[OBJECTIVE]: Write out each of the rows below without alteration.

[RECORDS SHOWN]:
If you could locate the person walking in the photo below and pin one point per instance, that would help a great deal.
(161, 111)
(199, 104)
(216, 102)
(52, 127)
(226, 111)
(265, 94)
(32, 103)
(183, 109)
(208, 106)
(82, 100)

[RIGHT ANSWER]:
If you could locate the person walking in the photo below and pin one point per instance, that would help a great deal.
(161, 111)
(199, 104)
(216, 102)
(52, 127)
(226, 111)
(265, 94)
(32, 103)
(183, 109)
(208, 106)
(82, 100)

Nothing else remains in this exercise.